### Task material
•••

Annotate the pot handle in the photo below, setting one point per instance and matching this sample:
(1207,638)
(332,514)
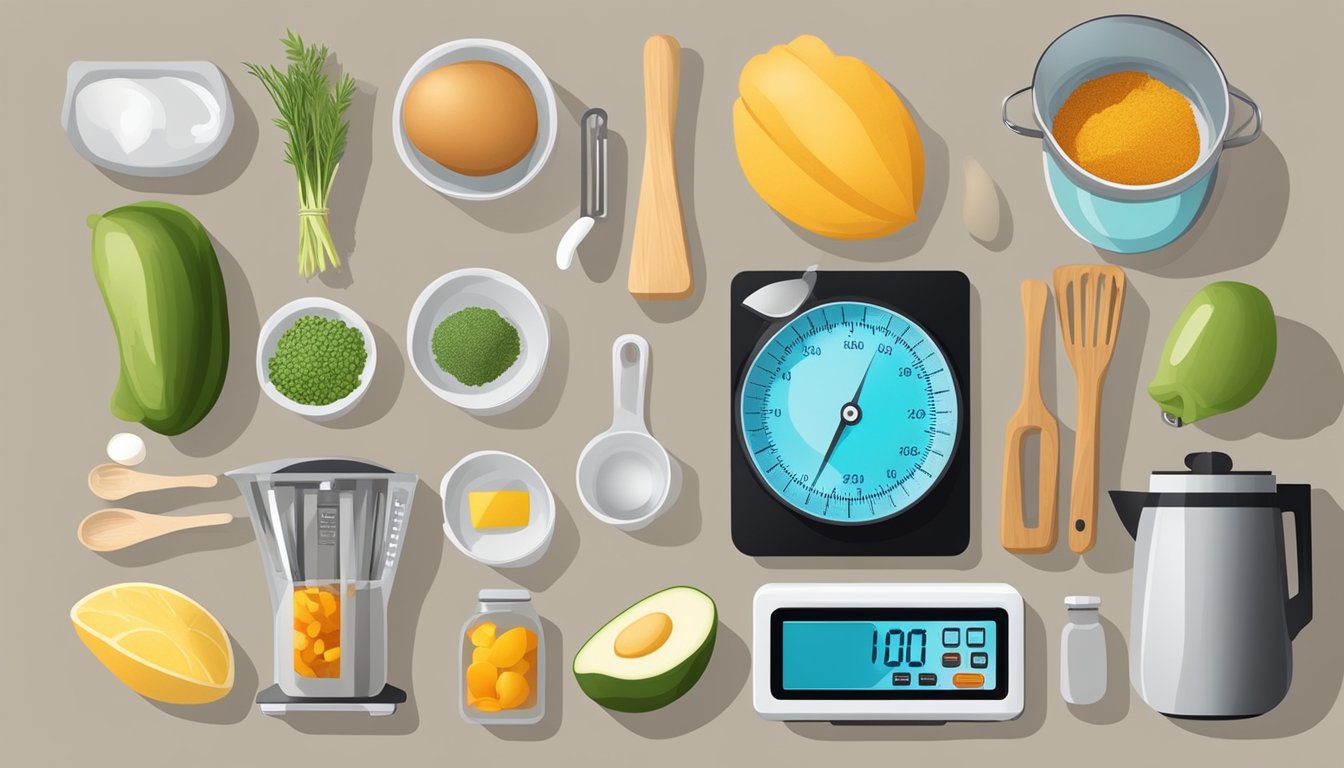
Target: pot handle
(1255,116)
(1023,129)
(1297,499)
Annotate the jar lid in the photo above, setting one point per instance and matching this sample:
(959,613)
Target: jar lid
(504,596)
(1082,601)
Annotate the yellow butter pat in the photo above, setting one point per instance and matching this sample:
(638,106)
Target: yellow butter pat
(499,509)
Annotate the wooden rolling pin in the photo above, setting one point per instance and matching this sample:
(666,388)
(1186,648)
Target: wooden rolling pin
(660,264)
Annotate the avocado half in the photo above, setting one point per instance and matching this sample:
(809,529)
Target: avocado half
(661,675)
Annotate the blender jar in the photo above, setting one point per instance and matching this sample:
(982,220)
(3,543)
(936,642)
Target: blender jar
(331,533)
(503,685)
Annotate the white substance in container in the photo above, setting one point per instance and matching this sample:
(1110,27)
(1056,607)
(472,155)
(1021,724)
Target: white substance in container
(147,121)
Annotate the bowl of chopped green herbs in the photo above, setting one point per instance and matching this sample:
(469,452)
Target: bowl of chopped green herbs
(479,339)
(316,357)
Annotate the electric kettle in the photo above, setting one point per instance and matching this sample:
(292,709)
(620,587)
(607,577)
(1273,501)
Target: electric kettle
(1212,626)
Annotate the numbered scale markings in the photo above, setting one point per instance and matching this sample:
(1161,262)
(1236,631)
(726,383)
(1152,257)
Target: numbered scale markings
(850,413)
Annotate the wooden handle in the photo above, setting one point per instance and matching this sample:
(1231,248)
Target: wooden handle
(660,264)
(1082,503)
(1032,416)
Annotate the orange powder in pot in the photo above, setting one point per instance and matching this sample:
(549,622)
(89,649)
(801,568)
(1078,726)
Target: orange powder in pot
(1128,128)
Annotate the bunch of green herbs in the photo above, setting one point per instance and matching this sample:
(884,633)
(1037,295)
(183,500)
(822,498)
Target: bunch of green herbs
(312,114)
(317,361)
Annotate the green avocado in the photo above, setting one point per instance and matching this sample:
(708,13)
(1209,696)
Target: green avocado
(164,292)
(652,653)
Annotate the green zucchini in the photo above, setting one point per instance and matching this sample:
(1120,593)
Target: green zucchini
(160,280)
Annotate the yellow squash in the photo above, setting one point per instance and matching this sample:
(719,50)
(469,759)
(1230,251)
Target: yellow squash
(827,143)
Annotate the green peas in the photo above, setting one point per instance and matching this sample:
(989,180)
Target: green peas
(317,361)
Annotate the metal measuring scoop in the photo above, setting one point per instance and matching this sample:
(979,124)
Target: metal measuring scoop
(592,184)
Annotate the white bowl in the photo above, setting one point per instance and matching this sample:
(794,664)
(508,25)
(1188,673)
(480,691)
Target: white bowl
(497,184)
(497,471)
(281,322)
(491,289)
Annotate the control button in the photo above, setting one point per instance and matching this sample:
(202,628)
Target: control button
(968,681)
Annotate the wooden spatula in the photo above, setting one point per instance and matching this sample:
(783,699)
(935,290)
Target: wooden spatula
(1032,417)
(1090,299)
(660,264)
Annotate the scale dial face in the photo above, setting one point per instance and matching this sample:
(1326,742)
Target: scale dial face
(850,413)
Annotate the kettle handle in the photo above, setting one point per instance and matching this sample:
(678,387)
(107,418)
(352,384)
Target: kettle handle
(1297,499)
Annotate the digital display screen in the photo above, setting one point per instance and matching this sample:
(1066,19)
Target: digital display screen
(891,653)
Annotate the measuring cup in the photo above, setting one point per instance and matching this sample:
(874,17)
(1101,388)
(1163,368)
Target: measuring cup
(625,476)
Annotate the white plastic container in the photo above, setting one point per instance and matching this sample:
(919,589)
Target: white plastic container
(506,608)
(1082,653)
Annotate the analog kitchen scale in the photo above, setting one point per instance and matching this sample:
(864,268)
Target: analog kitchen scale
(887,653)
(851,414)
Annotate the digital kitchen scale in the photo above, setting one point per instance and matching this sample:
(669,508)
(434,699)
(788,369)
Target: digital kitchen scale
(887,653)
(851,416)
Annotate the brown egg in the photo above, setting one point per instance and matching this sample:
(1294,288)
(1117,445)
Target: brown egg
(472,117)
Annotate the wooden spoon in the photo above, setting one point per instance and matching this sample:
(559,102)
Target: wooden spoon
(114,482)
(1031,416)
(109,530)
(1090,299)
(660,264)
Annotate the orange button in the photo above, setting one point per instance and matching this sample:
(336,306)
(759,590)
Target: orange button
(968,681)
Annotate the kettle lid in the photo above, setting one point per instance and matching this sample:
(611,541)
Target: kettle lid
(1212,472)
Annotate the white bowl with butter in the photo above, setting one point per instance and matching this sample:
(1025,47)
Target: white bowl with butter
(493,471)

•••

### What to work on
Please rewrite everything from the line containing "Annotate the digital kitchen" down to the end of the items, scaling each answer coordinate by 2.4 and rounding it to a whole number, with halves rounded up. Keep all other text unchanged, including the sample points.

### Correct response
Annotate the digital kitchen scale in the photo above, setting one point per instance and matching this sample:
(669,508)
(434,699)
(788,369)
Target: digital kitchen scale
(2129,1567)
(2042,998)
Annotate the brown egg in the photo above, setting one point per instance and matching this sample:
(1294,288)
(1117,445)
Target: brown egg
(1133,281)
Annotate the wooden spoon in the photo above, setting one point per instance and matching this sample:
(559,102)
Target: wooden spoon
(274,1157)
(2474,998)
(262,1272)
(2616,718)
(1584,634)
Annotate the orange button in the photo above, setting one point per instance and matching this sample:
(336,306)
(759,590)
Target: orange button
(2323,1634)
Annotate the kettle lid in the photo above, setting one point per instance and matching this sample:
(611,541)
Target: kettle lid
(2909,1133)
Annotate the white bowl with butter in the photo above, setting one point per instance and matching this sample:
(1025,47)
Target: white bowl with butter
(1183,1130)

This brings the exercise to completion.